- _WHAT IS EXPECTED_
Starting at the top line and ending at the last, restate the records exactly.

───

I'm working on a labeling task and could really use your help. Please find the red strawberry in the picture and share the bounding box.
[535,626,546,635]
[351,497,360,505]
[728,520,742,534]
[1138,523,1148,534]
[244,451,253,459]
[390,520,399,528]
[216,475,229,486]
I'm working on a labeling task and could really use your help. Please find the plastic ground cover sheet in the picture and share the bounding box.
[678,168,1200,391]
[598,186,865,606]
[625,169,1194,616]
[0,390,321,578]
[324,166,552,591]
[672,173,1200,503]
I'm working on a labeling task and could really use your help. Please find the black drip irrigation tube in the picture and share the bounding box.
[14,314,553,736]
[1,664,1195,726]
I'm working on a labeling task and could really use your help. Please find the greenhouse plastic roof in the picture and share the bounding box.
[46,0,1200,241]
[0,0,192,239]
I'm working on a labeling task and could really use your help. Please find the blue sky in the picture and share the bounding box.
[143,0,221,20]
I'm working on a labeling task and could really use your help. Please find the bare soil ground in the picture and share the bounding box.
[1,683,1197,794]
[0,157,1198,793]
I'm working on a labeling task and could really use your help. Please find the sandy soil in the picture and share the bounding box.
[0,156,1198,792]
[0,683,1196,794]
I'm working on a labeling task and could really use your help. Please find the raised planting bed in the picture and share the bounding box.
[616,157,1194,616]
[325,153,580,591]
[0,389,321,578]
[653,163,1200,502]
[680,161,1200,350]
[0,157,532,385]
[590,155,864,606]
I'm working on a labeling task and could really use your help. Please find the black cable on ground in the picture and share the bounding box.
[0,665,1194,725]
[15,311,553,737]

───

- _RESPONSE_
I'm working on a labeling task and could really use your help. Please find the red strawberry in the picture and share the bounding box.
[535,626,546,635]
[351,497,360,505]
[728,520,742,534]
[1138,523,1148,534]
[244,451,253,459]
[390,520,399,528]
[216,475,229,486]
I'm working on a labeling task and could really use your help. Please find the plastic ground cover sheet in the picture and share the bounding box.
[678,168,1200,391]
[598,186,865,606]
[625,169,1194,616]
[0,390,321,578]
[324,166,552,591]
[672,173,1200,503]
I'm working on a labeling task and could really use your help. Please find the black drip irrigation tube in the picture and share the bounding box.
[14,314,553,736]
[1,664,1195,726]
I'm working on a labeling task and could really use your help. Please find the greenhouse plastic roof in the picture and share the bounding box.
[46,0,1200,241]
[0,0,192,239]
I'm working on a labeling task and could really use your help. Please find the blue sky in the picture and share the bounding box.
[143,0,221,20]
I'm working on a labeling task and could really use your help. Please find the bare soil ground in the picture and share the bounding box.
[1,683,1197,794]
[0,157,1198,793]
I'm working on a labeling task and could really use your help. Please find the sandy soil in the picture and share the bounding box.
[0,156,1198,792]
[0,683,1196,794]
I'm working on a labeling task and could really use your help. Please find the raised planting bed in the picture and share the bounding box.
[616,157,1194,616]
[325,153,580,591]
[0,389,321,578]
[653,163,1200,502]
[680,161,1200,350]
[0,157,532,385]
[590,155,864,606]
I'm working on a labeling task and could really use your help. Please find the black cable on ground in the picture and share the bounding box.
[0,665,1194,725]
[15,311,553,737]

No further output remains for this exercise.